- _Brief_:
From the records below, reproduce word for word every line from the one that contains "Where can you spot the tactical" through the one that contains "Query: epaulette insignia", including both of those lines.

━━━ Records

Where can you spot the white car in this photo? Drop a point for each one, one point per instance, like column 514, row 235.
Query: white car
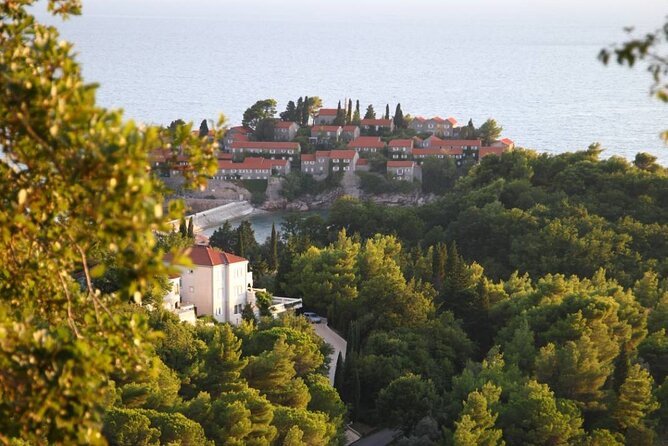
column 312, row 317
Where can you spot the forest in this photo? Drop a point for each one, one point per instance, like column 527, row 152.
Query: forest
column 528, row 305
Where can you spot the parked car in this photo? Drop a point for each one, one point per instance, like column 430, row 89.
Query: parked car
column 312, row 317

━━━━━━
━━━ Records

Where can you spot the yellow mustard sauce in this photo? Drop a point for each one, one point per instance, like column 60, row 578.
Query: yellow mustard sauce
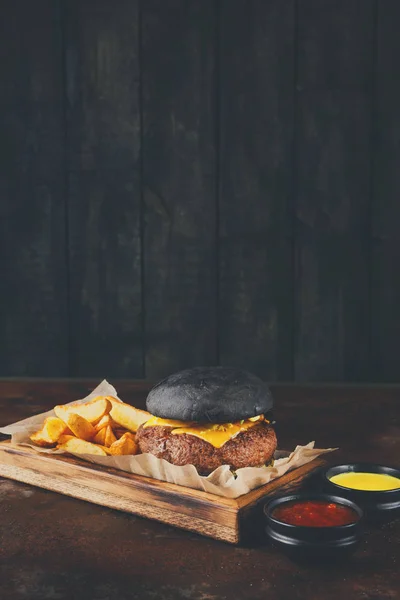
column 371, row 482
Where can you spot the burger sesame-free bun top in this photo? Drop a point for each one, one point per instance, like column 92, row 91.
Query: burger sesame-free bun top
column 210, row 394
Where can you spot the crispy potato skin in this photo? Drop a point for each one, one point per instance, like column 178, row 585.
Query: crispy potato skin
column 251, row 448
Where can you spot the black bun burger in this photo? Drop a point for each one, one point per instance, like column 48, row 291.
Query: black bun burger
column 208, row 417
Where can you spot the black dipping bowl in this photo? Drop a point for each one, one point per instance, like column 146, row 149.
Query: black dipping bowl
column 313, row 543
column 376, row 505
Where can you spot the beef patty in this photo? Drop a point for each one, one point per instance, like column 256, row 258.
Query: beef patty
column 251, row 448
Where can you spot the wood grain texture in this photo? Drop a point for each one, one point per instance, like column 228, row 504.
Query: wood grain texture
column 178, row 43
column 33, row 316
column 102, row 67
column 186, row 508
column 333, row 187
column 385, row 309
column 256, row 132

━━━━━━
━━━ Records

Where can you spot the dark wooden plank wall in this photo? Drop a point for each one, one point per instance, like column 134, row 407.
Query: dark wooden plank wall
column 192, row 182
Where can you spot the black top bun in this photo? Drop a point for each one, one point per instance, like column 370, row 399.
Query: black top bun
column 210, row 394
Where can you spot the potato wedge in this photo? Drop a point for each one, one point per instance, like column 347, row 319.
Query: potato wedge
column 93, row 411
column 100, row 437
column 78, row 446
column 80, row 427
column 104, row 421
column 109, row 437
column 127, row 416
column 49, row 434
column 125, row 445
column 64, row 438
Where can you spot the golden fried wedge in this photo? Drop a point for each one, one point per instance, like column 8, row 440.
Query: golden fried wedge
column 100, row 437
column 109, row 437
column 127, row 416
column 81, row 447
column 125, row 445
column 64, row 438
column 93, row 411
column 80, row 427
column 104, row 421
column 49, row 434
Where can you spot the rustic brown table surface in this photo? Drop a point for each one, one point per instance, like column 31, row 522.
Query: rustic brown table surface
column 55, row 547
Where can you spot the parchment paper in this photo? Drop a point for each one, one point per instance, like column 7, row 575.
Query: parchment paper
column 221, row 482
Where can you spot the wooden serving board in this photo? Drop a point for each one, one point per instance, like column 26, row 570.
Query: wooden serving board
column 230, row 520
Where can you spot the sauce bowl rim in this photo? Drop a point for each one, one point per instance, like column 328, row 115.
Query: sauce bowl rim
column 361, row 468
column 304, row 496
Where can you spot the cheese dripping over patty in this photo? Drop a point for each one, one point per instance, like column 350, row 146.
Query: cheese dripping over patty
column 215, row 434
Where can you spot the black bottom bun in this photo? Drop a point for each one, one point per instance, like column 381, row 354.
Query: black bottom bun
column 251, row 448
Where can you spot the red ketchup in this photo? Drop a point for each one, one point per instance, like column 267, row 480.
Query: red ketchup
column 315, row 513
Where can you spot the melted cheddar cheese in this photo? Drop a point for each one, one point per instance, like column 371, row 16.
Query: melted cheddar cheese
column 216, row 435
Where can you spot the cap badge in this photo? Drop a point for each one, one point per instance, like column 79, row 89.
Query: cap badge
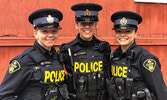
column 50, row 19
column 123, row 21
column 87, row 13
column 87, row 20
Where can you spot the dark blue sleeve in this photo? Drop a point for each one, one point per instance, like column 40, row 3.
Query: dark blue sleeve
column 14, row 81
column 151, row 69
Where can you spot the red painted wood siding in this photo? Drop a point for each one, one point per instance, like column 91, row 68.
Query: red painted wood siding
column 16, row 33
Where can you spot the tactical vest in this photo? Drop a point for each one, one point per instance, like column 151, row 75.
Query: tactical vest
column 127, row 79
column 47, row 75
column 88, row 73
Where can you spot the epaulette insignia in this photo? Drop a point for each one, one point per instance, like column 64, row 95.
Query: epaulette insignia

━━━━━━

- _Result of this exercise_:
Where can you spot the tactical vest in this photo? Drop a point for each one, one point per instance, like column 151, row 75.
Query: tactical vest
column 127, row 79
column 47, row 75
column 88, row 73
Where can you spot the epaulette insignia in this photo? Drop a point for each one, one point per instance, like column 64, row 95.
Query: epaulette insignia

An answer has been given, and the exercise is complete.